* _Object position labeling entries_:

## START

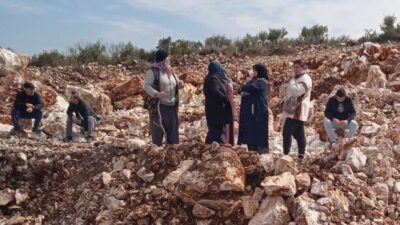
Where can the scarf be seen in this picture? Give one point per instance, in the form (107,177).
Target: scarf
(163,67)
(215,68)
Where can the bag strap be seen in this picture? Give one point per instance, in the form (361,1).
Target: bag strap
(156,82)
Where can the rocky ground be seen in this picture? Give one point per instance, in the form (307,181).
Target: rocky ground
(122,179)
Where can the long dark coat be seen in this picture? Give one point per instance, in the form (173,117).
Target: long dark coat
(217,106)
(253,119)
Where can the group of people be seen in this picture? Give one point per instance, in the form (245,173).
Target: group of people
(28,104)
(162,86)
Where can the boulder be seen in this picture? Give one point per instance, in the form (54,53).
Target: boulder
(128,88)
(221,172)
(250,206)
(356,159)
(303,181)
(174,176)
(129,102)
(376,78)
(339,200)
(112,203)
(370,130)
(381,191)
(202,212)
(319,189)
(396,187)
(187,93)
(21,196)
(10,61)
(5,130)
(281,185)
(6,196)
(273,211)
(100,102)
(304,211)
(285,164)
(146,176)
(268,162)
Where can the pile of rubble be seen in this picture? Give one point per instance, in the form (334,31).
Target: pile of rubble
(122,179)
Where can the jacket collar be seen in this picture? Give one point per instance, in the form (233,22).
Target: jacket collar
(298,76)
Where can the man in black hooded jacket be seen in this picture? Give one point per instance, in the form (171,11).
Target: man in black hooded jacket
(340,114)
(27,105)
(85,116)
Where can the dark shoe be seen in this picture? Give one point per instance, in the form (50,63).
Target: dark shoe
(37,131)
(67,139)
(15,131)
(89,139)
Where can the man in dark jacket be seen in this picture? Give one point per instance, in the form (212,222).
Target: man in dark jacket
(217,106)
(340,114)
(27,105)
(84,116)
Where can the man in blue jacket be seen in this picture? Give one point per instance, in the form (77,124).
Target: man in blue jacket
(28,105)
(340,114)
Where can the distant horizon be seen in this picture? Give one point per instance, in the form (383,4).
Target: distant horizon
(31,27)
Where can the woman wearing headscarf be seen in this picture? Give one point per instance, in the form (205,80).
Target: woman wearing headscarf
(253,119)
(162,83)
(218,92)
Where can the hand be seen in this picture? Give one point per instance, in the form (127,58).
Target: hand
(76,120)
(181,84)
(160,94)
(336,121)
(245,93)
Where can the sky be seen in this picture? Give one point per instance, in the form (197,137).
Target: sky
(32,26)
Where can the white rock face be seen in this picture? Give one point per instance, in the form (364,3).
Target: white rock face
(282,185)
(268,162)
(273,211)
(6,196)
(174,176)
(9,60)
(356,159)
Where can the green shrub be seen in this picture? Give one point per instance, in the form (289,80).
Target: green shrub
(52,58)
(315,34)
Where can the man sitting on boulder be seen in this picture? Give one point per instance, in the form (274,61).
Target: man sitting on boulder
(28,105)
(340,114)
(84,116)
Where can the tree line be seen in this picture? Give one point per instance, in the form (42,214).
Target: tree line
(271,42)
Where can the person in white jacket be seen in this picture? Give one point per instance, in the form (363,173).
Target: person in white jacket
(296,108)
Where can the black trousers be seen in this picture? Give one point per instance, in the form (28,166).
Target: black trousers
(294,128)
(214,133)
(170,123)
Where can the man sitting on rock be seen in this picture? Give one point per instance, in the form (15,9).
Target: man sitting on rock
(340,114)
(27,105)
(84,116)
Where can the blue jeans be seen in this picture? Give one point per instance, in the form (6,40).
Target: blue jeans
(19,114)
(330,128)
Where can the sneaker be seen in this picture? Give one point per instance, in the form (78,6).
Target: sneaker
(67,139)
(37,130)
(15,131)
(89,139)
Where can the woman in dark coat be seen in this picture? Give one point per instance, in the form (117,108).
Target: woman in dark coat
(253,119)
(217,105)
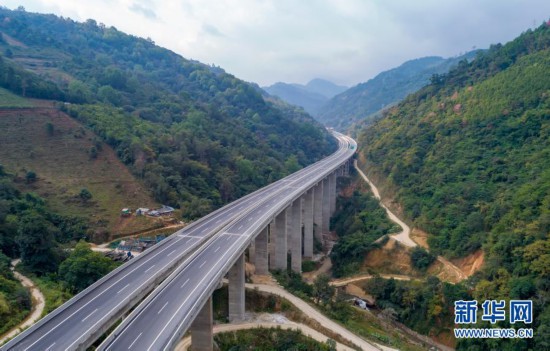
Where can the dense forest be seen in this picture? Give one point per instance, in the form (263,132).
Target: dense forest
(359,221)
(468,157)
(30,230)
(197,136)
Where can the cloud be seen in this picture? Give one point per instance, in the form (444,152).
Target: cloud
(346,41)
(211,30)
(142,10)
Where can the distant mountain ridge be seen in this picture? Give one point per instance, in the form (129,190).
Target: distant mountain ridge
(363,101)
(467,160)
(310,96)
(196,136)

## END

* _Exercise prompt_: Produce an exact copy of each line of data, skipping embedded images.

* _Response to this exercise_:
Where can the scarf be seen in this picture? Give one point per instance, in the form (107,177).
Target: scarf
(163,67)
(215,68)
Where can the bag strap be seen in this picture? Give one point per instance, in the form (361,1).
Target: bag strap
(156,82)
Where can the rocky ground be seen in this picture? Give one point per instance, in the form (307,181).
Target: rocky ground
(122,179)
Where can the long dark coat be seen in this picture? Give one point per instance, in the form (173,117).
Target: long dark coat
(217,106)
(253,119)
Where can the group of people be seen in this picture? Give one point per instance, in the form (245,173).
Target: group of people
(28,104)
(162,86)
Where can the boulder be seen in this picture? Give one point per instance, in the form (54,53).
Target: boulder
(128,88)
(221,172)
(250,206)
(356,159)
(303,181)
(174,176)
(129,102)
(376,78)
(339,200)
(112,203)
(370,130)
(381,191)
(202,212)
(319,189)
(396,187)
(187,93)
(21,196)
(10,61)
(5,130)
(281,185)
(6,196)
(273,211)
(100,102)
(304,211)
(285,164)
(146,176)
(268,162)
Where can the pile of rubble be seen in this picture? Give one point per instance, in the form (334,31).
Target: pile of rubble
(122,179)
Where can the jacket collar be seen in this picture? Give one point per instance, in the form (233,22).
Target: jacket collar
(298,76)
Where can the man in black hooded jacket be seen in this picture? Give one point per instance, in the form (171,11).
Target: man in black hooded jacket
(340,114)
(27,105)
(85,116)
Where can the dark shoe be seen in this picture? Give one point per instance, in the form (50,63).
Target: dark shoe
(37,131)
(67,139)
(15,131)
(89,139)
Where can the man in dark jacket be seen in this picture? Give one point per instance, in the form (212,222).
Target: man in dark jacket
(217,106)
(340,114)
(27,105)
(84,116)
Where can the man in blue jacket be seen in this picture? Give one point per instance, in the form (77,124).
Target: man in blue jacket
(28,105)
(340,114)
Where can the distant horizon be seen in this picture? Give one point per instance, in the form (383,4).
Target: distant horizon
(31,27)
Where can the woman wearing headscarf be seen in this picture? Give one point per instance, in the form (205,80).
Target: woman wearing headscarf
(253,119)
(162,83)
(218,92)
Where can the hand be seen in this picture? Give one point per instance, in the form (127,58).
Target: hand
(76,120)
(181,84)
(160,94)
(336,121)
(245,93)
Where can the sky be seen in this picture? Give one point per instance, in the form (197,137).
Target: sky
(32,26)
Where can the white rock face be seen in this picture? Give one point per instance, in the form (364,3).
Target: white rock face
(282,185)
(268,162)
(273,211)
(6,196)
(174,176)
(9,60)
(356,159)
Where can the green shrub be seen in this picture? Give one point per instance, in the form (289,80).
Target: green shrub
(52,58)
(315,34)
Where can the man sitting on boulder be seen in this picture? Give one point per instance, in the form (274,61).
Target: man sitting on boulder
(28,105)
(340,114)
(84,116)
Where can the tree line be seen in this picture? Give one point per instance, in the form (42,214).
Target: tree line
(271,42)
Where can the person in white jacket be seen in this picture? Give one point per instance, in the form (363,173).
Target: person in white jacket
(296,108)
Where can the black trousers be seen in this picture? Give one point per instance, in the form (28,166).
Target: black trousers
(294,128)
(214,133)
(170,123)
Where can the man sitting on rock be seen in this picture? Give one point per instance, in the form (15,9).
Target: man sitting on rock
(340,114)
(27,105)
(84,116)
Where can the blue jeans be seen in this picture? Give one point per instance, in the form (6,40).
Target: blue jeans
(19,114)
(330,128)
Where can the sneaker be seen in this picture? Give one point per instance, in the form (78,6).
Target: sneaker
(67,139)
(37,130)
(15,131)
(89,139)
Where can the woman in dark coat be seen in this picture? Give one point per instance, in the form (117,108).
Target: woman in dark coat
(253,119)
(217,105)
Where can the dense forest be seen in this picture? Give one point per instance, in the form (263,132).
Target: dense forest
(359,221)
(468,157)
(30,230)
(197,136)
Where can the cloud be seen in this picture? Give one point per instance, in the form (444,152).
Target: cloud
(346,41)
(211,30)
(142,10)
Where can the distant mountain ridge be seen in this picture? Give one point per instance, in the form (129,190).
Target: distant mountain ridge
(363,101)
(467,160)
(310,96)
(196,136)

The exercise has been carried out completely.